** Start of SOURCE MATERIAL **
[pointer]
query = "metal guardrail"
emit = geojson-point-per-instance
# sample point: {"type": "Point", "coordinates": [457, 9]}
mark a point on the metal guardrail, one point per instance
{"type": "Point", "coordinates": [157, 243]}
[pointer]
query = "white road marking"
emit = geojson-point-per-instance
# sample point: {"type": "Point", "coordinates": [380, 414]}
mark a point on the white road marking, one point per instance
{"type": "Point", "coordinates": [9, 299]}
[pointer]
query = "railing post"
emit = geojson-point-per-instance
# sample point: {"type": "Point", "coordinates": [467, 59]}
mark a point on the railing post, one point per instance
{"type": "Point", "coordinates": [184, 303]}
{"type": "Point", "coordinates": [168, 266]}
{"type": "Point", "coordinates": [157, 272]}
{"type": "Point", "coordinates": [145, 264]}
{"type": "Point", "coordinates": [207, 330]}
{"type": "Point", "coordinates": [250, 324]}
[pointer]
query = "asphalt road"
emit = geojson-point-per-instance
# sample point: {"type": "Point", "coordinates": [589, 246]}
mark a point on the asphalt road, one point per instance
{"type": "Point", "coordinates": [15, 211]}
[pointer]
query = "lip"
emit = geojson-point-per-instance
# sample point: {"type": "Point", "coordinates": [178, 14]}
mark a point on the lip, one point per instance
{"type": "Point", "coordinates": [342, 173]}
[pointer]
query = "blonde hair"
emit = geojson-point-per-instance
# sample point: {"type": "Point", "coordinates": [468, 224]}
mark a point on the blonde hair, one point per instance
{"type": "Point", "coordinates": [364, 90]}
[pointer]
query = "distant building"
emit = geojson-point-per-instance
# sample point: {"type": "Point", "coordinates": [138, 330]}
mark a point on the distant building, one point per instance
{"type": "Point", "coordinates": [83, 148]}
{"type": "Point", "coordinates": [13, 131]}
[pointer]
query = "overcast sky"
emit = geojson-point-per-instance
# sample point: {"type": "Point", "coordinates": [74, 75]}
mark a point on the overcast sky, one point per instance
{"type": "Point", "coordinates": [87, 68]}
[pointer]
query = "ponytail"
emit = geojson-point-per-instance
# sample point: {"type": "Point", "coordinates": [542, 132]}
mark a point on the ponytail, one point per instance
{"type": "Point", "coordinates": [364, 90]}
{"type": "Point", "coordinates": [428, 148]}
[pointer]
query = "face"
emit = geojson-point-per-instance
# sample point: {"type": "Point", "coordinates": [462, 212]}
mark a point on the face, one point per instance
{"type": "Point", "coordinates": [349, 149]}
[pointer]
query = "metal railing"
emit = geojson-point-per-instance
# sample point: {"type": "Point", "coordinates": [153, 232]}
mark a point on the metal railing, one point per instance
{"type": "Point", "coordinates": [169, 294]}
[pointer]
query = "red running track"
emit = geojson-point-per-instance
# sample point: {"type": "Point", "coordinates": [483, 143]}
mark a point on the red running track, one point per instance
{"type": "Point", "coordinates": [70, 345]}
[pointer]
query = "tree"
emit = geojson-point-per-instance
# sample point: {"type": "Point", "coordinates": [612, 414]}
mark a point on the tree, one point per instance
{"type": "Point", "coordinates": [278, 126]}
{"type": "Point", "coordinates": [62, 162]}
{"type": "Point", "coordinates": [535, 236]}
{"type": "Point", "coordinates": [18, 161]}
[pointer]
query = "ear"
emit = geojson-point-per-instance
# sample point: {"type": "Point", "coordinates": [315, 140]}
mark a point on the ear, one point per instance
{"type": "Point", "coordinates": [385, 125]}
** End of SOURCE MATERIAL **
Find every line above that has the word "blonde" in it and copy each one out.

query = "blonde hair"
mark a point on the blonde hair, one point per instance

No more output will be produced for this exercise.